- **GIVEN PROBLEM**: Reproduce every entry of the dataset excerpt below verbatim, leaving out the pictures.

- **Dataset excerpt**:
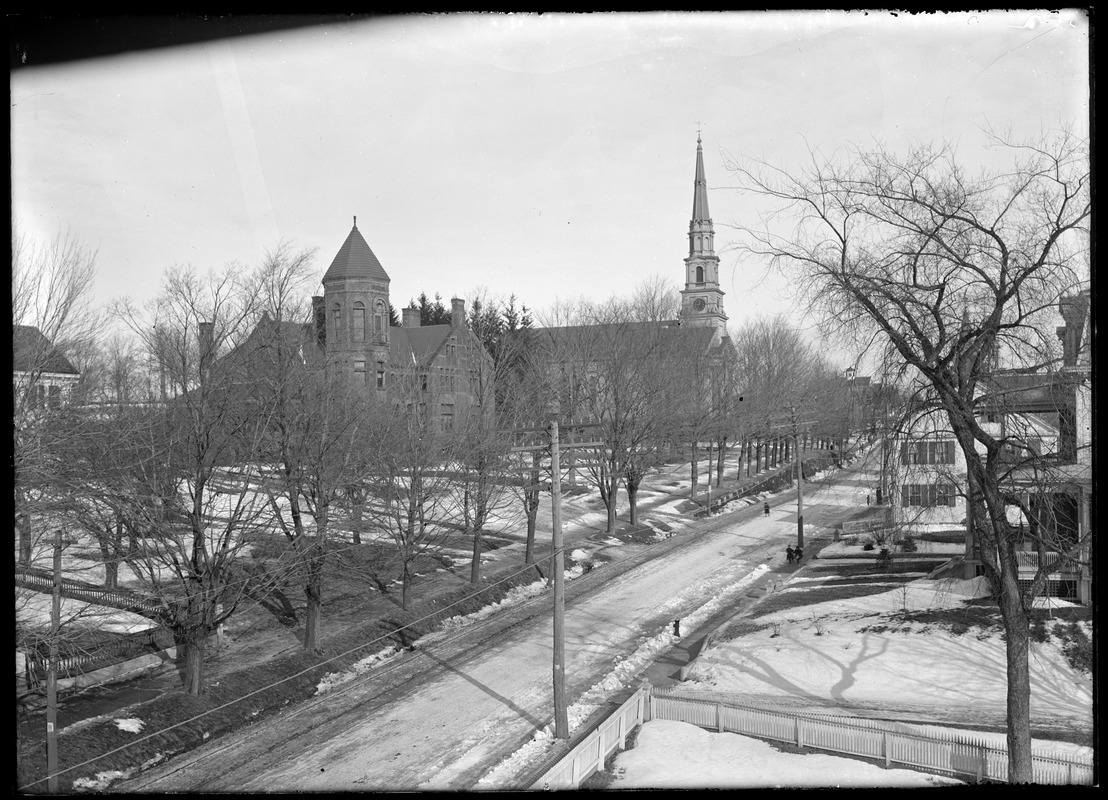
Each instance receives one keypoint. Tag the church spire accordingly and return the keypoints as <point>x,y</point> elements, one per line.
<point>700,212</point>
<point>703,298</point>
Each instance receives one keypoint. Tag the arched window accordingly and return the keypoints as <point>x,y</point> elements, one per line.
<point>359,321</point>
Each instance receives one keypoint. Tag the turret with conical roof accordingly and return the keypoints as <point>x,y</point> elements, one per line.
<point>356,301</point>
<point>701,298</point>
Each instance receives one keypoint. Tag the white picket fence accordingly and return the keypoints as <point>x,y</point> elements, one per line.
<point>956,755</point>
<point>949,754</point>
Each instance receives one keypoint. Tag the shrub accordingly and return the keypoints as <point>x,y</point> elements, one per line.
<point>884,559</point>
<point>1076,646</point>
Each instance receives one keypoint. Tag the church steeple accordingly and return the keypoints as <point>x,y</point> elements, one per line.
<point>701,298</point>
<point>700,187</point>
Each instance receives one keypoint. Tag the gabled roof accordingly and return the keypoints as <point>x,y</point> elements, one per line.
<point>698,338</point>
<point>31,351</point>
<point>355,259</point>
<point>418,345</point>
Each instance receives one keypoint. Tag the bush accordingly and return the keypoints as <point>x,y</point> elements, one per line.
<point>1076,646</point>
<point>884,559</point>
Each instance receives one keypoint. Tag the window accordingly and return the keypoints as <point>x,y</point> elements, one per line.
<point>927,452</point>
<point>927,494</point>
<point>359,321</point>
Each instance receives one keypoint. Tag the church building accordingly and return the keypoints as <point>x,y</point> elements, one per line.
<point>701,298</point>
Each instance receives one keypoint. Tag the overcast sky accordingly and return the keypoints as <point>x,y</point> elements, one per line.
<point>549,156</point>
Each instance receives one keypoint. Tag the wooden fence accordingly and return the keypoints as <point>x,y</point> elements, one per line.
<point>43,581</point>
<point>588,755</point>
<point>955,755</point>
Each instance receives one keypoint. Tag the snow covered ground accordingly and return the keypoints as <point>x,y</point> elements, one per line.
<point>861,650</point>
<point>680,756</point>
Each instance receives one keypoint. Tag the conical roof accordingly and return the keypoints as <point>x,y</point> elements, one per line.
<point>355,259</point>
<point>700,188</point>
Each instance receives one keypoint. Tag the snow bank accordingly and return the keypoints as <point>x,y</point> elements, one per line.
<point>624,672</point>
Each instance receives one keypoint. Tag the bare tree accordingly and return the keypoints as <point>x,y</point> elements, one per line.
<point>317,431</point>
<point>955,273</point>
<point>195,494</point>
<point>53,321</point>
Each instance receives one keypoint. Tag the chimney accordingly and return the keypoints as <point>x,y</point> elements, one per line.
<point>319,319</point>
<point>207,340</point>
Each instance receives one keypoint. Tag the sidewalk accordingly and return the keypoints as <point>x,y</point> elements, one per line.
<point>667,669</point>
<point>245,652</point>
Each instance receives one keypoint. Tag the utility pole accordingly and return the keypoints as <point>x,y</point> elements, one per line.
<point>55,615</point>
<point>561,710</point>
<point>800,495</point>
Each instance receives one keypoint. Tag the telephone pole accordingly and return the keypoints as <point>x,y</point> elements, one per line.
<point>561,710</point>
<point>55,615</point>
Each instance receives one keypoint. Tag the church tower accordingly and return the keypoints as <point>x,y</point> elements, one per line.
<point>355,318</point>
<point>701,298</point>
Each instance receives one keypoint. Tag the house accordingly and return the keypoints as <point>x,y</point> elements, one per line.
<point>42,376</point>
<point>1045,419</point>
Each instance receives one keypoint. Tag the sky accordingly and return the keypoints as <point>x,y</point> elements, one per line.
<point>550,156</point>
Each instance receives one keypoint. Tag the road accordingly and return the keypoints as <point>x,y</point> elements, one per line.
<point>462,706</point>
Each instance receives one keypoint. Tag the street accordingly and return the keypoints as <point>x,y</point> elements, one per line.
<point>444,730</point>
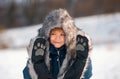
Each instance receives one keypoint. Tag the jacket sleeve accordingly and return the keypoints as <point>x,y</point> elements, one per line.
<point>81,67</point>
<point>26,74</point>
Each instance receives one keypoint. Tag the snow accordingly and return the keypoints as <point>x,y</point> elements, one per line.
<point>103,29</point>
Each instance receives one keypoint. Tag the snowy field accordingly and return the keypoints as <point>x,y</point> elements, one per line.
<point>105,60</point>
<point>103,29</point>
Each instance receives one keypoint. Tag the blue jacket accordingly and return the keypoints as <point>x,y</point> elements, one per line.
<point>57,56</point>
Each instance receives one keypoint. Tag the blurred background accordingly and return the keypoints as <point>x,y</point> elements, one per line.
<point>21,19</point>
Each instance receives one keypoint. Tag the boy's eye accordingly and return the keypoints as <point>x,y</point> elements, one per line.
<point>62,34</point>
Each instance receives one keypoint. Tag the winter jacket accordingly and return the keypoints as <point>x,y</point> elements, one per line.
<point>72,67</point>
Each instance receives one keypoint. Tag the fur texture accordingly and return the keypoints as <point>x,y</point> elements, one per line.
<point>61,19</point>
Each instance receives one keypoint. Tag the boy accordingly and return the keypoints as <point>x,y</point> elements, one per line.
<point>60,51</point>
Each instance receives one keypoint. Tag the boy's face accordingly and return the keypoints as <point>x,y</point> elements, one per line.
<point>57,37</point>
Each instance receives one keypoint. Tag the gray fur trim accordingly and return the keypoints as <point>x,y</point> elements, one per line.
<point>61,19</point>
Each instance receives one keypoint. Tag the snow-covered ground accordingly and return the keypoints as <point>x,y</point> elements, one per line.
<point>103,29</point>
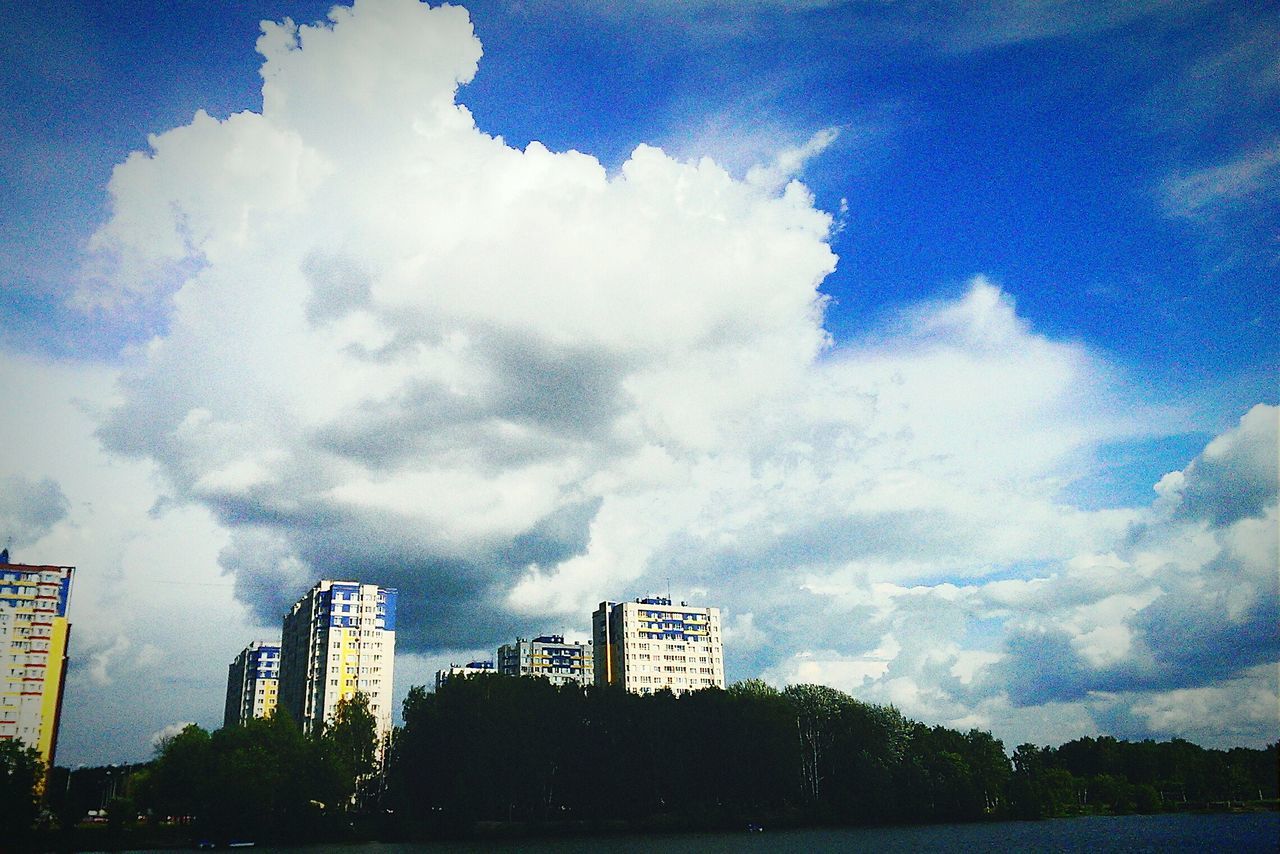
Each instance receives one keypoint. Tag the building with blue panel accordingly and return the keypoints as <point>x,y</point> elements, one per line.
<point>654,644</point>
<point>252,683</point>
<point>337,640</point>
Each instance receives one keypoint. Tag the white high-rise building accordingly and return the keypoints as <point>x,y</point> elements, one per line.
<point>464,671</point>
<point>653,644</point>
<point>545,656</point>
<point>252,683</point>
<point>33,639</point>
<point>338,639</point>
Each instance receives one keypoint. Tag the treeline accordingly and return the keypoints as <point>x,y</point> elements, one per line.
<point>524,753</point>
<point>264,781</point>
<point>1107,775</point>
<point>494,748</point>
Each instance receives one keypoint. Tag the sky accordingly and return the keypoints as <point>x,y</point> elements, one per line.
<point>933,343</point>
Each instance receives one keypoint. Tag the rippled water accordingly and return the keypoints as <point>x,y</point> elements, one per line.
<point>1176,832</point>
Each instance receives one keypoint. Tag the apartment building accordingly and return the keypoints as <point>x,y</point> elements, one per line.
<point>252,683</point>
<point>33,639</point>
<point>545,656</point>
<point>338,639</point>
<point>652,644</point>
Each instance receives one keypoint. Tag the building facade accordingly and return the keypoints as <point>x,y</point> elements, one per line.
<point>338,639</point>
<point>462,671</point>
<point>33,639</point>
<point>545,656</point>
<point>252,683</point>
<point>653,644</point>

- **TASK OUTPUT**:
Each instance receives one keypoint. Tag the church spire accordingly and return the keypoints as <point>x,y</point> elements, one per line.
<point>700,212</point>
<point>703,298</point>
Each instance receives one keypoint. Tag the arched window accordingly and return the keypoints as <point>x,y</point> elements, one per line.
<point>359,321</point>
Each instance receives one keypoint. Tag the turret with conical roof accordingly and return the keypoints as <point>x,y</point> elements, one per line.
<point>356,301</point>
<point>701,298</point>
Each instance receives one keypoint. Tag the white picket fence accordingly and return the keypoints as <point>x,y</point> elements, one per line.
<point>956,755</point>
<point>949,754</point>
Each instance receives one keypoint. Tag the shrub accordingly and return the keypoints as <point>x,y</point> elements, one per line.
<point>884,559</point>
<point>1076,646</point>
Each instance receives one keypoint. Tag the church steeple accordingly and return the keypoints as <point>x,y</point> elements, one per line.
<point>701,298</point>
<point>700,187</point>
Each instance receives one keypoint. Tag the gabled roof accordingly and return the keypoints as <point>x,y</point> elements, one per line.
<point>698,338</point>
<point>31,351</point>
<point>355,259</point>
<point>418,345</point>
Each instance receives one keypoint. Tag the bush accordingly and return the keypoints as <point>x,y</point> elements, one per line.
<point>1076,646</point>
<point>884,559</point>
Each instance receives one keypoint. Tag the window accordingly and return the keypoints as <point>x,y</point> elements, one per line.
<point>927,452</point>
<point>927,494</point>
<point>359,321</point>
Each instance receives one keypoint. Tag the church building accordingly and return the keypoints as <point>x,y</point> elements, one per line.
<point>701,298</point>
Each instance receives one keypoint. Tag the overcast sky accordingly and return the keypoints as <point>x,y</point> elements, one per line.
<point>549,156</point>
Each instance receives one keypoint. Tag the wooden fence accordingly and return the keypoints as <point>x,y</point> elements, one per line.
<point>43,581</point>
<point>588,755</point>
<point>955,755</point>
Each instance receives one keypoint. Tag the snow covered ground accordingly and return the keypoints as <point>x,y</point> elements, one per line.
<point>861,650</point>
<point>680,756</point>
Each instance receives one keypoint. Tag the conical roof accordingly and return the keypoints as <point>x,y</point> elements, one per line.
<point>355,259</point>
<point>700,188</point>
Each instance receives one keypoint. Tag the snow bank accordingly and return the keypoints as <point>x,y</point> elements, one per line.
<point>624,672</point>
Each instance receives one keypoint. Tag the bare tree accordingly and return the keypoints as <point>x,y</point> elements, one per line.
<point>317,431</point>
<point>955,273</point>
<point>195,494</point>
<point>53,321</point>
Each instance receives one keypoint. Tag the chimney accordingly and return the keypoints as <point>x,y</point> elements, one per line.
<point>319,319</point>
<point>207,340</point>
Each instance receives one keypoint. Tag the sidewalk accordingly and return the keypoints as <point>x,y</point> elements, one per line.
<point>667,669</point>
<point>245,652</point>
Each instance receives one keypoint. Tag the utility pole accordingly and return the keypoints as <point>x,y</point> elements, one per line.
<point>55,615</point>
<point>561,710</point>
<point>800,495</point>
Each instance receives one keypoint. Tag the telephone pole accordingly and return the keypoints as <point>x,y</point> elements, one per line.
<point>561,710</point>
<point>55,615</point>
Each instance receives one keypoint. Tag the church tower accordingly and return the keypoints as <point>x,y</point> elements, one per line.
<point>355,318</point>
<point>701,298</point>
Each instance receives one keypoint. Tag the house accordingly and return the keypoints as <point>x,y</point> elements, one per line.
<point>42,376</point>
<point>1045,419</point>
Each instance receives one keypoint. Tag the sky accordingly and return the keypoints as <point>x,y</point> elements, one per line.
<point>550,156</point>
Each instance receives one keypoint. Tag the road accordingly and return the keypoints as <point>x,y</point> elements, one per line.
<point>462,706</point>
Each instance receives one keypoint. Tag the street accordingly and return the keypoints as <point>x,y</point> elements, one per line.
<point>444,730</point>
Each instance receives one keypoint. Tag the jacket sleeve accordingly and return the keypoints as <point>x,y</point> elements, one per line.
<point>81,67</point>
<point>26,74</point>
Each instance receives one keypoint. Tag the snow accordingly and return the keypoints as <point>x,y</point> elements, one per line.
<point>103,29</point>
Each instance receives one keypoint. Tag the snowy field accordingly and return the keypoints as <point>x,y</point> elements, one per line.
<point>105,60</point>
<point>103,29</point>
Each instance receives one keypoint. Tag the blue jacket accordingly and return the keypoints as <point>x,y</point> elements, one per line.
<point>57,56</point>
Each instance receives one keypoint. Tag the blurred background accordingly and return the keypoints as <point>x,y</point> elements, one per line.
<point>21,19</point>
Each instance receives one keypoint. Tag the boy's eye accordingly and return the keypoints as <point>x,y</point> elements, one per line.
<point>62,34</point>
Each instance receives one keypoint. Tag the winter jacket accordingly and return the keypoints as <point>x,y</point> elements, one per line.
<point>72,67</point>
Each instance receives one keypoint. Tag the fur texture accordingly and return the keypoints as <point>x,y</point> elements, one per line.
<point>61,19</point>
Each instance receives one keypoint. Tag the boy accordingly and return the keypoints as <point>x,y</point> elements, one per line.
<point>60,51</point>
Each instance receives one keypoint. Tag the boy's face accordingly and return the keypoints as <point>x,y</point> elements, one per line.
<point>57,37</point>
Each instance receives one keypoint. Tag the gray fur trim accordingly and return the keypoints as <point>x,y</point> elements, one per line.
<point>61,19</point>
Each instance receives one keypoint. Tag the snow-covered ground accordingly and return the keypoints as <point>x,y</point> elements, one per line.
<point>103,29</point>
Each instance receives one keypoint. Tag the building with blue panel accordingly and return the keypoints as <point>x,y</point> elements, one per line.
<point>654,644</point>
<point>252,683</point>
<point>337,640</point>
Each instance receives one keypoint. Tag the white high-rise building accordingly and return the keypoints as <point>x,y</point> elements, one per line.
<point>464,671</point>
<point>653,644</point>
<point>545,656</point>
<point>252,683</point>
<point>33,639</point>
<point>338,639</point>
Each instance receives one keypoint. Tag the treeline accordingly and return the keypoints as <point>x,y</point> elements, one per line.
<point>524,753</point>
<point>264,781</point>
<point>1107,775</point>
<point>494,748</point>
Each instance receives one keypoint. Tag the sky accordingly and return the keypoints as <point>x,y</point> elements, one per line.
<point>933,343</point>
Each instance receives one keypoint. Tag the rippled water accordingly and return the keypoints as <point>x,y</point> elements, one per line.
<point>1176,832</point>
Each instance receives one keypoint. Tag the apartment building accordingly and return the keypoints as <point>x,y</point> elements, one per line.
<point>252,683</point>
<point>33,639</point>
<point>545,656</point>
<point>338,639</point>
<point>652,644</point>
Each instance receives one keypoint. Tag the building facade accordingly and return the keypoints as <point>x,y</point> elements, one per line.
<point>338,639</point>
<point>462,671</point>
<point>33,639</point>
<point>545,656</point>
<point>252,683</point>
<point>653,644</point>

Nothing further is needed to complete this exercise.